▸ Objective: Change every "drop a marker on" to "place a point on" in the lines between the one holding "Please drop a marker on every instance of the white seagull" and the one holding "<point>78,381</point>", inclusive. Reproduce only those lines, with everything else left as it is.

Entries labeling object positions
◆ ◆ ◆ ◆ ◆ ◆ ◆

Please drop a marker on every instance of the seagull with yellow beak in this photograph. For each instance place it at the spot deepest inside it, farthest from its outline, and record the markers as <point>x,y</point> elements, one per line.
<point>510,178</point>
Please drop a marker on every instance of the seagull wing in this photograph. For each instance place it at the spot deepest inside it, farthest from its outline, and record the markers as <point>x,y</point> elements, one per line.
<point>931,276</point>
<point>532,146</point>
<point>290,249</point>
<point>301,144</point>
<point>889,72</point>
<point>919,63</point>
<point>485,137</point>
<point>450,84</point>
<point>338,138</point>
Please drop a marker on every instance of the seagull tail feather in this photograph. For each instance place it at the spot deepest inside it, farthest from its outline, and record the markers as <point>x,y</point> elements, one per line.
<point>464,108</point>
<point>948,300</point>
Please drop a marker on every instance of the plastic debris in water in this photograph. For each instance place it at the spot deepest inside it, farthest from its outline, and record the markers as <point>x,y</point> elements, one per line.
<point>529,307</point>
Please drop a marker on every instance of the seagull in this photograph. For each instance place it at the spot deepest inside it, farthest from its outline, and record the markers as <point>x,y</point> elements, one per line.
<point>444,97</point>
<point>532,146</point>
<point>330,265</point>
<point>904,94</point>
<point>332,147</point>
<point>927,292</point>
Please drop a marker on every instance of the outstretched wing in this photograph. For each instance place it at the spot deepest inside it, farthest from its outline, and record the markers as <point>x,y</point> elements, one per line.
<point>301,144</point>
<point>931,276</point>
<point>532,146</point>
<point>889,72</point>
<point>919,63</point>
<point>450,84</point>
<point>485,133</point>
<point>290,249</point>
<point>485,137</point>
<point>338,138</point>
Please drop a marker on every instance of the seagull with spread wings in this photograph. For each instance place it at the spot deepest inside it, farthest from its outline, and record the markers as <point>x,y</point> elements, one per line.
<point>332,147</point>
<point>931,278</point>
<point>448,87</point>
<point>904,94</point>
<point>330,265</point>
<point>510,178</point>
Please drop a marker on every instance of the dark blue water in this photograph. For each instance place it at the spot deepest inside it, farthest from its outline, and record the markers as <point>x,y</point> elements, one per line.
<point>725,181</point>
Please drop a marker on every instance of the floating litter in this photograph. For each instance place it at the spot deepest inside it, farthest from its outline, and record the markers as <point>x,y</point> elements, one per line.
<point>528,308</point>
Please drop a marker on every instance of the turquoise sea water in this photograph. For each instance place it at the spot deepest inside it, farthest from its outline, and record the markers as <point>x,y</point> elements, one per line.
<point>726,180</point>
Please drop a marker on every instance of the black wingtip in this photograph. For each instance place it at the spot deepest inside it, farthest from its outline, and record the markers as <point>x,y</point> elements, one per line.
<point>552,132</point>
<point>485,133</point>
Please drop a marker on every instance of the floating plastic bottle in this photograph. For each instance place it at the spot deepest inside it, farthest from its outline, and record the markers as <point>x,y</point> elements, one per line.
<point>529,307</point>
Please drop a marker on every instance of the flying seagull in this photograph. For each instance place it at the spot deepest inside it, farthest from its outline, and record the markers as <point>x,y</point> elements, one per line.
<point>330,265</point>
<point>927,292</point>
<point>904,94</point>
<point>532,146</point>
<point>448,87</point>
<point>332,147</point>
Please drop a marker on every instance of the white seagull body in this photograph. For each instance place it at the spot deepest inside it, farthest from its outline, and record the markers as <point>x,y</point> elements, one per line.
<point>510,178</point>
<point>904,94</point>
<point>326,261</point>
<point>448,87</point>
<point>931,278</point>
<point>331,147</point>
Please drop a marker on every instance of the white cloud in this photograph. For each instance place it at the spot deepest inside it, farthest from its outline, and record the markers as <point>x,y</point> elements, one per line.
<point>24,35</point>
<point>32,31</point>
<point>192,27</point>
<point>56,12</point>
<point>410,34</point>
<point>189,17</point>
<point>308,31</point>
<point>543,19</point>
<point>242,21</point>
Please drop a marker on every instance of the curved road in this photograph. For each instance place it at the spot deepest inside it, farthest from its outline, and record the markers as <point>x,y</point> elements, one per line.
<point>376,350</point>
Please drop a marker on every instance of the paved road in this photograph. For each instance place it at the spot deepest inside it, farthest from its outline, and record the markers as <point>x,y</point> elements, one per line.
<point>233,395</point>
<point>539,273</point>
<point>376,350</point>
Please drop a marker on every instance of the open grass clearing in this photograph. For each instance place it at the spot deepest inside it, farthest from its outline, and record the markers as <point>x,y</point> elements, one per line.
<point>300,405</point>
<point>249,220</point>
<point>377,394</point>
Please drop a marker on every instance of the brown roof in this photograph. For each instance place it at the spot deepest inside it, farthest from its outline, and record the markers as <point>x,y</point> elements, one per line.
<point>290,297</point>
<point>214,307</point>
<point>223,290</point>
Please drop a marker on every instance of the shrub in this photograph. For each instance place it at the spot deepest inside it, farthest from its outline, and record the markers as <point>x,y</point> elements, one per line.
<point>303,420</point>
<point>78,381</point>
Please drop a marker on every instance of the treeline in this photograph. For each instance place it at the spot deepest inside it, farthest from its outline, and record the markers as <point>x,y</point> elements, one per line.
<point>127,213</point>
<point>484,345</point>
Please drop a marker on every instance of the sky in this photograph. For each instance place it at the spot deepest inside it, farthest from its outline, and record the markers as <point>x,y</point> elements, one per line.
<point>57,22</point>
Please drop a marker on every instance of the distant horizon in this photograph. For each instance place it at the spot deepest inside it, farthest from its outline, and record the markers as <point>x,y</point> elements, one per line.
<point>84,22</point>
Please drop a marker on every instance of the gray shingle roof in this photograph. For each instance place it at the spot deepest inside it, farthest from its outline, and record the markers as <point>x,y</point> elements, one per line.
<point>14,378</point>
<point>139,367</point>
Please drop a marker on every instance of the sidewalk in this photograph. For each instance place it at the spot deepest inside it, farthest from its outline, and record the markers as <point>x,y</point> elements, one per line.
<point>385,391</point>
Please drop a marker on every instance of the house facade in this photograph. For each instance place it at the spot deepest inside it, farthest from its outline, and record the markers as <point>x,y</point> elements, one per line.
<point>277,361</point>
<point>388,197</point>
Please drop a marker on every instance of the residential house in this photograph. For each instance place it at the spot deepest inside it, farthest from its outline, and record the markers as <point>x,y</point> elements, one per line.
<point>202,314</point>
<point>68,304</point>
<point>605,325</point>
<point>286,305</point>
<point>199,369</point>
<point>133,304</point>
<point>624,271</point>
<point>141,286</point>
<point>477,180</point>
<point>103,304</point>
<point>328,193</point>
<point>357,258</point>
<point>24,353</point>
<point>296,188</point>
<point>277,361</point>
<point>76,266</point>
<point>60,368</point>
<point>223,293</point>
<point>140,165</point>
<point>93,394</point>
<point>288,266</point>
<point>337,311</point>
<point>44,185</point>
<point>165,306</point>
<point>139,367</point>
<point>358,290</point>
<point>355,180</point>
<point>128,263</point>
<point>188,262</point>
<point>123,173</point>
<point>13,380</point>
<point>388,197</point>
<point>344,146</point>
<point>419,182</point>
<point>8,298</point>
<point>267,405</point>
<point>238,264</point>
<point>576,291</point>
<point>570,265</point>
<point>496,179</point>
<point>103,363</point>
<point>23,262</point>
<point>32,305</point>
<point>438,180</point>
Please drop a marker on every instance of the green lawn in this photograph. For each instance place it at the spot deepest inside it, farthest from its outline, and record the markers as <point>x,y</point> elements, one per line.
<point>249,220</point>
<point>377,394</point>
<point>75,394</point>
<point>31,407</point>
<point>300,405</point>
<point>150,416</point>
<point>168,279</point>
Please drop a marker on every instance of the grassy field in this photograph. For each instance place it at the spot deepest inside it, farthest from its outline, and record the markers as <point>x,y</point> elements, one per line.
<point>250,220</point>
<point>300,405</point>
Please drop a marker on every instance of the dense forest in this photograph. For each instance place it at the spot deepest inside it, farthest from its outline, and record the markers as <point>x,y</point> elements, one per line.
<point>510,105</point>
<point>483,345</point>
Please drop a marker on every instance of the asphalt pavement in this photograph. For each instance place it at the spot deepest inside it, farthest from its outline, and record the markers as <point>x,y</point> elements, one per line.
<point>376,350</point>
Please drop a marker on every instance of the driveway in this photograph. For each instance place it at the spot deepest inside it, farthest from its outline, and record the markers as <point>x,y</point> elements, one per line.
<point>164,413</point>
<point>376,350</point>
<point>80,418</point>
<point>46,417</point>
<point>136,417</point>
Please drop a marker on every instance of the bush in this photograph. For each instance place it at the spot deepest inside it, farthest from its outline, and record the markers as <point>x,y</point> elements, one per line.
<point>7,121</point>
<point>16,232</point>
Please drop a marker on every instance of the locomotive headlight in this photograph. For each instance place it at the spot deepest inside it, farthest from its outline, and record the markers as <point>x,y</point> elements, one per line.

◆ ◆ ◆ ◆ ◆ ◆ ◆

▸ Solution to this problem:
Please place a point on every instance of the white seagull body in this photograph. For each instance place it at the spot deepest inside it, farthest from its outline, and record the markers as <point>x,y</point> elements, one per line.
<point>510,178</point>
<point>904,94</point>
<point>326,261</point>
<point>448,87</point>
<point>931,278</point>
<point>331,147</point>
Please place a point on every instance of the white cloud in this photograph. For each instance place it at the spot deepest inside it, farthest from its outline, and record the markers as <point>x,y</point> elements, one per line.
<point>24,35</point>
<point>32,31</point>
<point>192,27</point>
<point>56,12</point>
<point>410,34</point>
<point>189,17</point>
<point>308,31</point>
<point>543,19</point>
<point>242,21</point>
Please place a point on every instance of the curved road in this photograph. For each instance place it at the spot deepest inside it, farthest from its outline, and record the markers as <point>x,y</point> elements, one per line.
<point>376,350</point>
Please place a point on every instance of the paved road in this photograph. For each instance place it at the spot deepest inside it, farthest from its outline, and record the markers as <point>x,y</point> elements, one per line.
<point>233,395</point>
<point>539,273</point>
<point>376,350</point>
Please place a point on every instance of the open grass clearing in this photograph. For each instance place it at the spot deepest inside it, farthest from its outline, and record the markers as <point>x,y</point> elements, one per line.
<point>300,405</point>
<point>249,220</point>
<point>377,394</point>
Please place a point on every instance of the brown roof in this photograph. For each instance place it at the spot deepest inside it, farthest from its outline, and record the markers as <point>x,y</point> elements, one per line.
<point>290,297</point>
<point>214,307</point>
<point>223,290</point>
Please place a point on every instance of the shrub in this photograph. For each instance place it at the spot deepest inside it, farthest from its outline, and record the markers as <point>x,y</point> elements, one per line.
<point>303,420</point>
<point>78,381</point>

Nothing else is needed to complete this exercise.